(Region pointing data)
##########

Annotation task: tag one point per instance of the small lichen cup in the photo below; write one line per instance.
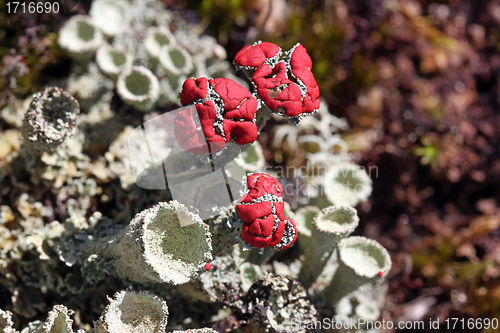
(156, 38)
(80, 38)
(165, 243)
(328, 227)
(113, 61)
(361, 261)
(347, 184)
(176, 62)
(133, 312)
(138, 87)
(58, 321)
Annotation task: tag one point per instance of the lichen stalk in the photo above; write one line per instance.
(328, 227)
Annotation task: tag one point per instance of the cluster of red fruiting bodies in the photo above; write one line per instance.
(262, 211)
(227, 113)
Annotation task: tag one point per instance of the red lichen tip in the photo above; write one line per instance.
(257, 54)
(287, 87)
(226, 112)
(261, 209)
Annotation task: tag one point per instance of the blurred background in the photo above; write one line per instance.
(418, 82)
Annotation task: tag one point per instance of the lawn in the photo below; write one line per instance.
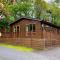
(18, 48)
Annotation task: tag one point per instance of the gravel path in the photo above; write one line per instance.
(12, 54)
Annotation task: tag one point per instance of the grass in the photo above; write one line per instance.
(18, 48)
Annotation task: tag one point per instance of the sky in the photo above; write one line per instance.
(48, 1)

##########

▸ Work required
Leave out every picture and copy, exactly as written, the lines from the one with "Annotation task: tag one point per instance of the blurred" through the end of the records above.

▸ Task answer
Annotation task: tag one point per instance of the blurred background in the photo above; write one line per instance.
(418, 82)
Annotation task: tag one point per instance of the lawn in the photo below; write one line per instance.
(18, 48)
Annotation task: tag one point per instance of the gravel path in the photo above; write one line per instance.
(12, 54)
Annotation task: tag one point per instance of the grass in the photo above; write one line per instance.
(18, 48)
Annotation task: tag one point per instance of the sky in the photo above; write one line per instance.
(48, 1)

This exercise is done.